# Task objective
Skip the images and copy each record exactly as written.

## Begin

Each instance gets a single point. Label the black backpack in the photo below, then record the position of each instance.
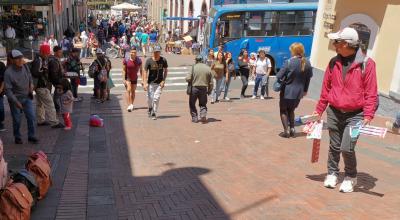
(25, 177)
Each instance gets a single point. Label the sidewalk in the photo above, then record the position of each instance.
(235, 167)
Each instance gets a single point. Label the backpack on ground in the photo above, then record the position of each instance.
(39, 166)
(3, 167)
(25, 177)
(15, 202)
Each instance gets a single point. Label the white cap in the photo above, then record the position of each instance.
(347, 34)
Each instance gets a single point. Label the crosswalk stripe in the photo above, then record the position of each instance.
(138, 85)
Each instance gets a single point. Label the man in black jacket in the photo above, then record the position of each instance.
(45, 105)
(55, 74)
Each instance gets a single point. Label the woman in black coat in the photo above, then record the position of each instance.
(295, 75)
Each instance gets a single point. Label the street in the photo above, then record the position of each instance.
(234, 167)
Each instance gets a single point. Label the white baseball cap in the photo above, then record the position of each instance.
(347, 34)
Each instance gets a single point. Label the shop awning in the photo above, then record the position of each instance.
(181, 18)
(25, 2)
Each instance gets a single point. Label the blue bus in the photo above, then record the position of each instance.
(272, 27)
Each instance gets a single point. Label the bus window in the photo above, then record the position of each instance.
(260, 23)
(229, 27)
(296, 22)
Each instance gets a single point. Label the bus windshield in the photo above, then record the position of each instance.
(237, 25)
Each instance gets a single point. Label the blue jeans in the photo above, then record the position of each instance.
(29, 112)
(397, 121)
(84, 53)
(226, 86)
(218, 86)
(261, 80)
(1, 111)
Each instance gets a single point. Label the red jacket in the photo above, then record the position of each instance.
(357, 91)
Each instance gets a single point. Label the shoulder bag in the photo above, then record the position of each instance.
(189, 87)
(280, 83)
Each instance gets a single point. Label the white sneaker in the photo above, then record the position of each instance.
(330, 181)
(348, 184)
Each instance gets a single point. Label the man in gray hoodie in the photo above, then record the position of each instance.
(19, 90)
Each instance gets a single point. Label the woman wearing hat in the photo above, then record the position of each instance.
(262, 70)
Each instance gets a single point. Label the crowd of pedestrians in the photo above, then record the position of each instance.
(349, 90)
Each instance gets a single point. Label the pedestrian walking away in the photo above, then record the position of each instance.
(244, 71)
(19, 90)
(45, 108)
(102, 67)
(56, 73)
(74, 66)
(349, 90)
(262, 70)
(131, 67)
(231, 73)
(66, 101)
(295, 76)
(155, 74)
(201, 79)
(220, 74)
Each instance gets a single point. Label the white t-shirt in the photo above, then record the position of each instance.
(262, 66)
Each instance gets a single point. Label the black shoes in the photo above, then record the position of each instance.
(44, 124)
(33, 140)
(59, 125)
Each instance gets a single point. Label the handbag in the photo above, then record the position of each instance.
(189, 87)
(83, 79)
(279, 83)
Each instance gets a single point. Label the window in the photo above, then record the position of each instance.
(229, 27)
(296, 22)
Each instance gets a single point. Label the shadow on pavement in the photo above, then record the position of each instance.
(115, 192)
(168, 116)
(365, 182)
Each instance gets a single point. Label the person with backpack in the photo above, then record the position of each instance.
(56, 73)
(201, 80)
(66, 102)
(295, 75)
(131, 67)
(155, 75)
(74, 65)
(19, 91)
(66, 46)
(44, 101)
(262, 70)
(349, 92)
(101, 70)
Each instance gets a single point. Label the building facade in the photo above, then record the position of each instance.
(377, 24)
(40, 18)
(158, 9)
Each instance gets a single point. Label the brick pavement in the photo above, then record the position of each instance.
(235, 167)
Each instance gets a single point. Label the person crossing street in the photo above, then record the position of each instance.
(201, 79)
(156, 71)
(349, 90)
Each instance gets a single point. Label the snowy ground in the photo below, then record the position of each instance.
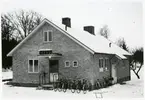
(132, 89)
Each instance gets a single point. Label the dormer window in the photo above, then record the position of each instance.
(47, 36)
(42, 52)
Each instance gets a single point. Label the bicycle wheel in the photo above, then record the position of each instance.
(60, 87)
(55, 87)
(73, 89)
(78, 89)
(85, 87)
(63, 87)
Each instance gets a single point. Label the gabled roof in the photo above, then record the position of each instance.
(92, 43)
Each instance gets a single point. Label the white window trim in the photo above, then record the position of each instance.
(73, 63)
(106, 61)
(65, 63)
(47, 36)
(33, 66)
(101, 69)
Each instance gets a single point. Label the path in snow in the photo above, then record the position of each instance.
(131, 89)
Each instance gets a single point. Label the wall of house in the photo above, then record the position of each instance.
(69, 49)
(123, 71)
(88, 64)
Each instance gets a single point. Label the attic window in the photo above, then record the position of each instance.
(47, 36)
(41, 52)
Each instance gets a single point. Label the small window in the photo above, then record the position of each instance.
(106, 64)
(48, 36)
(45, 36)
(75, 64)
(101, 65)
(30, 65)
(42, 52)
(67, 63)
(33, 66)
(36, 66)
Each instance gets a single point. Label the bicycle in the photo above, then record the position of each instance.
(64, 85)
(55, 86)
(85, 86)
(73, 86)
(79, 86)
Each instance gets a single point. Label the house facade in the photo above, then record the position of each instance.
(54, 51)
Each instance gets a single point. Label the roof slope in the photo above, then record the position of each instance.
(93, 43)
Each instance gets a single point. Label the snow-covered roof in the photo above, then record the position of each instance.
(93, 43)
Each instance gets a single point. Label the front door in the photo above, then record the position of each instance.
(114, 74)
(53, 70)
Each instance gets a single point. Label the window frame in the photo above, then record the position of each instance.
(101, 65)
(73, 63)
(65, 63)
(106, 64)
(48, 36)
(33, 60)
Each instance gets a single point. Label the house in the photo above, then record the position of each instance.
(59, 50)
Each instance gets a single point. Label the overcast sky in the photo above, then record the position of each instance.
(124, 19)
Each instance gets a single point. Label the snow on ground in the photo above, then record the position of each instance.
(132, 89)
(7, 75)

## End

# Solution
Each instance gets a single point. Label the black backpack in the photo below, then record the position of each instance.
(25, 177)
Each instance gets a single point. Label the sidewalk in the photo above, then record the position of each instance.
(235, 167)
Each instance gets a single point. Label the backpack on ground in the photo above, then record the position of each instance.
(39, 166)
(3, 167)
(25, 177)
(15, 202)
Each instance gets a single point. Label the white cap in the photo above, then record the position of each instance.
(347, 34)
Each instance gets a single point. Label the crosswalk stripe in the photo above, then record the position of each instance.
(138, 85)
Each instance gets a single point. Label the man in black jacket in the photo above, then record the position of each instance.
(45, 105)
(55, 74)
Each instance gets a single point. Label the woman in black coat in the photo above, then record the position of each instance.
(295, 75)
Each instance gets a single point. Label the street in the photo above, then record the position of each instance.
(234, 167)
Each instance gets a single point. Label the white baseball cap in the photo above, then record the position of each instance.
(347, 34)
Each instance gets a single point. Label the shop awning in the photo above, then record the position of each instance.
(181, 18)
(25, 2)
Each instance gets a single point. Label the blue bus in the photo above, then record the position of each instance.
(272, 27)
Each instance gets a single point. Label the bus window in the photo above, then record the position of each instance.
(260, 23)
(229, 27)
(296, 22)
Each instance gets a single point. Label the bus windshield in the photo above, then record the position of each instance.
(237, 25)
Each instance gets a single point. Label the blue jeans in the photo above, then record the position of each instance.
(29, 112)
(397, 121)
(84, 53)
(226, 86)
(218, 86)
(261, 80)
(1, 111)
Each instance gets a single point. Label the red jacket in the photo above, then record the position of each instance.
(357, 91)
Each instance gets a single point. Label the shoulder bag in the photo above, then record the position of each instance.
(189, 87)
(280, 83)
Each instance gets a single point. Label the white sneaker in the photo above, then record the position of each instance.
(330, 181)
(348, 184)
Each instance gets a single point. Label the man in gray hoodie in the photo above, then record the position of each instance.
(19, 90)
Each instance gets a single point. Label the woman wearing hat in the photo above, then record the position of each instance.
(262, 70)
Each instance gets a single point. Label the crowd of pedestrians in the photo above, then record the position of each instance.
(349, 90)
Each instance gets a single point. Label the pedestrian walking away in the photo above, then record the position of each instance.
(244, 71)
(19, 90)
(45, 108)
(102, 67)
(56, 73)
(74, 66)
(349, 90)
(262, 70)
(131, 67)
(231, 73)
(66, 101)
(295, 76)
(155, 74)
(201, 79)
(220, 74)
Each instance gets a single point. Label the white t-shirt in the photo above, then record the position of each instance.
(262, 66)
Each instance gets a single point. Label the black shoes in the photo above, then record the position of each instance.
(44, 124)
(33, 140)
(59, 125)
Each instance gets a single point. Label the handbag in the photo above, then record the position of each instance.
(189, 87)
(83, 79)
(279, 83)
Each instance gets a single point. Label the window in the photo above, then record the position of each instance.
(229, 27)
(296, 22)
Each instance gets a single point. Label the shadow on pavement in the photo above, then record the position of each instance.
(115, 192)
(168, 116)
(365, 182)
Each instance gets a single point. Label the person with backpack in the photo above, then record the position of each instance.
(56, 73)
(201, 80)
(66, 102)
(295, 75)
(131, 67)
(155, 75)
(74, 65)
(19, 91)
(66, 46)
(44, 101)
(262, 70)
(349, 92)
(101, 70)
Each instance gets a single point. Label the building facade in the photo above, then record the position of each instance.
(377, 24)
(40, 18)
(158, 9)
Each instance gets a single point. Label the brick pavement in the photo above, then record the position of each instance.
(235, 167)
Each instance gets a single point. Label the person crossing street in the photo above, then record the position of each instance.
(201, 79)
(156, 71)
(349, 90)
Each instance gets a single point. Label the snowy ground in the photo below, then record the position of each instance.
(132, 89)
Each instance gets a single point. Label the dormer window in the photo above, then record the position of each instance.
(47, 36)
(42, 52)
Each instance gets a single point. Label the bicycle wheel in the photo above, then record the position of each instance.
(60, 87)
(55, 87)
(73, 89)
(78, 89)
(85, 87)
(63, 87)
Each instance gets a single point. Label the gabled roof in the photo above, then record the position of each instance.
(92, 43)
Each instance gets a single point. Label the white window trim in the photo above, then record the position of each instance.
(73, 63)
(106, 61)
(65, 63)
(47, 36)
(33, 66)
(101, 69)
Each instance gets a single point. Label the path in snow in the photo above, then record the position of each instance.
(131, 89)
Each instance gets a single point. Label the wall of house in the photo above, then record the position of each instance.
(69, 49)
(123, 71)
(88, 64)
Each instance gets a single point. Label the attic window in the photo above, then record the position of each instance.
(47, 36)
(41, 52)
Each instance gets a single point. Label the small window in the photo above, then record the position of each instance.
(106, 64)
(48, 36)
(45, 36)
(75, 64)
(101, 65)
(30, 65)
(42, 52)
(67, 63)
(33, 66)
(36, 66)
Each instance gets a single point. Label the bicycle in the photo above, then record the position of each instance.
(64, 85)
(55, 86)
(85, 86)
(73, 86)
(79, 86)
Each instance gets a single point. Label the house facade in the photo above, then record the position of each instance.
(54, 51)
Each instance gets a single point. Label the roof slope in the photo above, then record the position of each instance.
(93, 43)
Each instance gets a single point. Label the snow-covered roof in the photo above, then record the position of each instance.
(93, 43)
Each instance gets a single point. Label the front door in the photo above, then record the position of each instance.
(114, 74)
(53, 70)
Each instance gets a single point. Label the window frame in the photo above, then record the position of each instance.
(101, 65)
(73, 63)
(65, 63)
(106, 64)
(48, 36)
(33, 60)
Each instance gets a single point. Label the house in the photo above, then record the position of each instance.
(59, 50)
Each instance gets a single point. Label the overcast sky in the photo above, then record the position of each instance.
(124, 19)
Each instance gets a single point. Label the snow on ground in the photo above, then record the position of each instance.
(132, 89)
(7, 75)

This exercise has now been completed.